Exercise instructions
Once the pictures are set aside, transcribe each line of the data exactly.

Task data

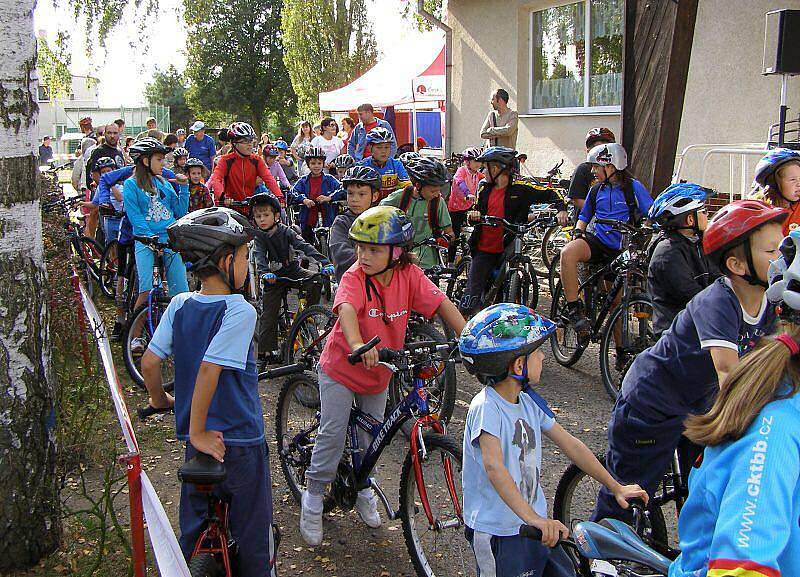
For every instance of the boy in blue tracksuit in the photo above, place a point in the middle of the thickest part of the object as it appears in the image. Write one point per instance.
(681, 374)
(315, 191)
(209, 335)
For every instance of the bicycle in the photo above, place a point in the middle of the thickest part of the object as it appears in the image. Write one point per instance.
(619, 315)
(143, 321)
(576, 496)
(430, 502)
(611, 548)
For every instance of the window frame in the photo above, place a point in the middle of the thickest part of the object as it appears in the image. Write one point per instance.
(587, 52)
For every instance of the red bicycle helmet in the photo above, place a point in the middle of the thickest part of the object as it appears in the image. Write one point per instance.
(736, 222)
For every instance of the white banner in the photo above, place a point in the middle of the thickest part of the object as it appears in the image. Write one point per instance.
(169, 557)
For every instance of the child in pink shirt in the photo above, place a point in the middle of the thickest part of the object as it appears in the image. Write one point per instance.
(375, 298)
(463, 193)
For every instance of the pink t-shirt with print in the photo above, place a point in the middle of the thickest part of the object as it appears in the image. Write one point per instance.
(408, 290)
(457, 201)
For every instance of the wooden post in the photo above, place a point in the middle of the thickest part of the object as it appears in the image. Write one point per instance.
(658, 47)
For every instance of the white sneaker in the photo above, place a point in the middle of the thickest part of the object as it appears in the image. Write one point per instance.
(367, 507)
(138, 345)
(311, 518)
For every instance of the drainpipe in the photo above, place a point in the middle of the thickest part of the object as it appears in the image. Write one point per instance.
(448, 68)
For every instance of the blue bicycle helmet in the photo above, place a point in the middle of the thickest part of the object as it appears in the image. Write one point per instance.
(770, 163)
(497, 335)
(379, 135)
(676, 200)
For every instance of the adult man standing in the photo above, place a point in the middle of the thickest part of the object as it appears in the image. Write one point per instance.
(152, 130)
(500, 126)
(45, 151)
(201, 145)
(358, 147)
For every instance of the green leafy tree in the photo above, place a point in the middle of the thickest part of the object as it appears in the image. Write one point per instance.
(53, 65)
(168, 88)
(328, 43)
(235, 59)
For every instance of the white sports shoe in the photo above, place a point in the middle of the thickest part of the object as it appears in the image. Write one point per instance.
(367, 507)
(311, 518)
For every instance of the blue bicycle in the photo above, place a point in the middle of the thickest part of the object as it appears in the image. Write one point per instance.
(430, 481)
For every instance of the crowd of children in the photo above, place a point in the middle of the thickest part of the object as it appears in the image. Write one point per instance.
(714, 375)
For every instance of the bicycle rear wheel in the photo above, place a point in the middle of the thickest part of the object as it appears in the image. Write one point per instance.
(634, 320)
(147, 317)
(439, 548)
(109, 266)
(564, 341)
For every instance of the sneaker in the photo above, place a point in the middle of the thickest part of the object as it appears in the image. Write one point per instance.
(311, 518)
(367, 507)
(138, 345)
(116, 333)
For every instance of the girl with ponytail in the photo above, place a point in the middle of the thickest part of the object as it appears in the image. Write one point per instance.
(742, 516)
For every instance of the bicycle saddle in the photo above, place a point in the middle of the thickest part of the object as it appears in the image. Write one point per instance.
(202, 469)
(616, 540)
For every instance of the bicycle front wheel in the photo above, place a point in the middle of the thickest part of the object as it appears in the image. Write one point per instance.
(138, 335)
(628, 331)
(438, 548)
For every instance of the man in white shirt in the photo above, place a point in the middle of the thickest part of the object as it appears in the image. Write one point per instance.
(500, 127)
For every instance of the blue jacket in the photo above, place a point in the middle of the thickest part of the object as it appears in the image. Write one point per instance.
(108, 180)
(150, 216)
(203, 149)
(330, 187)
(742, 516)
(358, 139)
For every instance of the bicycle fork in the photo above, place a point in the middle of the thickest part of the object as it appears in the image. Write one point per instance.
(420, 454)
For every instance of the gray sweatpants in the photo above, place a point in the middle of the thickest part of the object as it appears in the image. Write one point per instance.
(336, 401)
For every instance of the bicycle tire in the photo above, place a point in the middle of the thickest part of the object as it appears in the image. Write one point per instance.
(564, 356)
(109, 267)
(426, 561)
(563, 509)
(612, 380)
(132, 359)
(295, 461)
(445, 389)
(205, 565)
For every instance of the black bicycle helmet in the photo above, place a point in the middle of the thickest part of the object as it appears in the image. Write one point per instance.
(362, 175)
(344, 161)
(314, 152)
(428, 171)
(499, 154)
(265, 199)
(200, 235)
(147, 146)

Your response
For every instance of the boy in blue tracksuit in the photo above, place a point in the middle of the thickest part of the object as it appears in the image. Write one point per instance.
(681, 374)
(315, 191)
(209, 335)
For every instance of the bicycle in the photo above, place a point in the middle of the thickest part of the object as it appears in the image. Write one point per instance.
(619, 315)
(143, 321)
(576, 496)
(430, 502)
(611, 548)
For every instance of the window frame in the photo above, place a point in the middle of the thickest part of the object as it appears in the image. Write one point per instance.
(587, 52)
For every instance of the red bicycle helmet in the photo above, place a point in the middle of the thickest part of the object as it appears in the image. Write one point per instance.
(736, 222)
For every instance of the white banner in the photo above, place a point in the middle of the thickest part of the object as it appears in the image. Write one point per instance.
(169, 557)
For every instance of the child in pink shirt in the photo above, place a point in the middle of the thickest part of the object as it appears in the image. Write one point per instance.
(375, 298)
(463, 193)
For every instance of the pink t-shirt with print in the photo above, place a point in the middle of the thickest part of the object as it appears in the image. Write one point per instance.
(408, 290)
(457, 201)
For every instance of the wooden post in the photo above, place a point in the middle of the thickest part of the object as it appears in the image. Write one point per instance.
(658, 47)
For every instance of the white sneaker in the photo above, place a point in the middle of the thickest part of the object as it appears in the image. Write one point per instance.
(367, 507)
(138, 345)
(311, 518)
For every instance of the drainpipe in the photo above, place a point in the middle of the thickest part of the object as it appears in the image. Write one point per instance.
(448, 68)
For every instance of the blue bicycle helmet in the photo above, place a point in the middle of the thickest part of the object as it appears in the image. Write one point per instance.
(770, 163)
(497, 335)
(379, 135)
(676, 200)
For every instance of the adult man standing in the photo above, place a point in the middle of the thickest part of the object as it appears in the image. Write one point per instance.
(152, 130)
(500, 126)
(45, 151)
(201, 145)
(358, 147)
For every instance of the green leafy tree in the photo above, place a point in the middle of the thickest part of the object as it appears in the image. Write one point per instance.
(53, 65)
(168, 88)
(328, 43)
(235, 59)
For every instance of the white sports shoe in the photo above, place a point in the middle of the thickest part of the object as it appears in the image. Write one point per instance.
(367, 507)
(311, 518)
For every instance of the blue bicycle in the photo above, place a point in the middle of the thickest part of the object as it appears in the image. Write one point per instance.
(430, 481)
For every instance of the crowd of children in the photo above, place a point in the middle of the thickest part of the object as it appears in the image. Write one point per instance.
(714, 375)
For every instance of the bicycle rear wheel in the photo above, place a point in the middle of the thickest part of the object as it appears in the image. Write one point per instance.
(634, 320)
(147, 317)
(439, 548)
(109, 266)
(564, 341)
For every instance of the sneaker in the photo above, place a point in the middle of the thickest part of the object as it appears in the image. Write one point per instance.
(311, 518)
(367, 507)
(138, 345)
(116, 333)
For every instance of the girl with ponytail in the photo above, place a point in the middle of the thickest part of the object as it appears in the image. Write one point per instance.
(742, 516)
For every instance of the bicycle saddle in the photo above, place a point in the middle of the thickest part of the object as it appears in the image. Write one point per instance.
(202, 469)
(616, 540)
For every instance of the bicycle front wheel in the photo above, place a point in the middle of the thickest part of the object as it appears in the image. Write one point per instance.
(138, 335)
(628, 331)
(438, 548)
For every instance of the man in white shirt in the photo above, place a point in the middle of the thickest part of the object as it appears in the image. Write one point per instance.
(500, 127)
For every instance of the blue jacket in the photo above, place a point in the middle of the thickest part of the object as it appears in the image. Write one point per instance.
(108, 180)
(150, 216)
(203, 149)
(330, 187)
(742, 516)
(358, 139)
For every instance of the bicycle fork in the photo above, place a point in the middle of the thickest part of the object as it appears in the image. Write one point per instance.
(420, 454)
For every instance of the gray sweatpants in the photo above, place a point in the middle of the thickest part of the object as it appears in the image. Write one point per instance.
(336, 401)
For every instance of the bicycle tire in the photo above, place a point in the middle of the thickest part of the object as it appears in the image. Write one point per instance.
(564, 356)
(109, 267)
(426, 561)
(563, 509)
(612, 380)
(132, 359)
(295, 461)
(445, 389)
(205, 565)
For every instance of the black bicycle helmet in the photo above, place a point in the middle of the thickest part of the object as it appears in the image. Write one point per instance.
(362, 175)
(344, 161)
(314, 152)
(428, 171)
(499, 154)
(265, 199)
(200, 235)
(147, 146)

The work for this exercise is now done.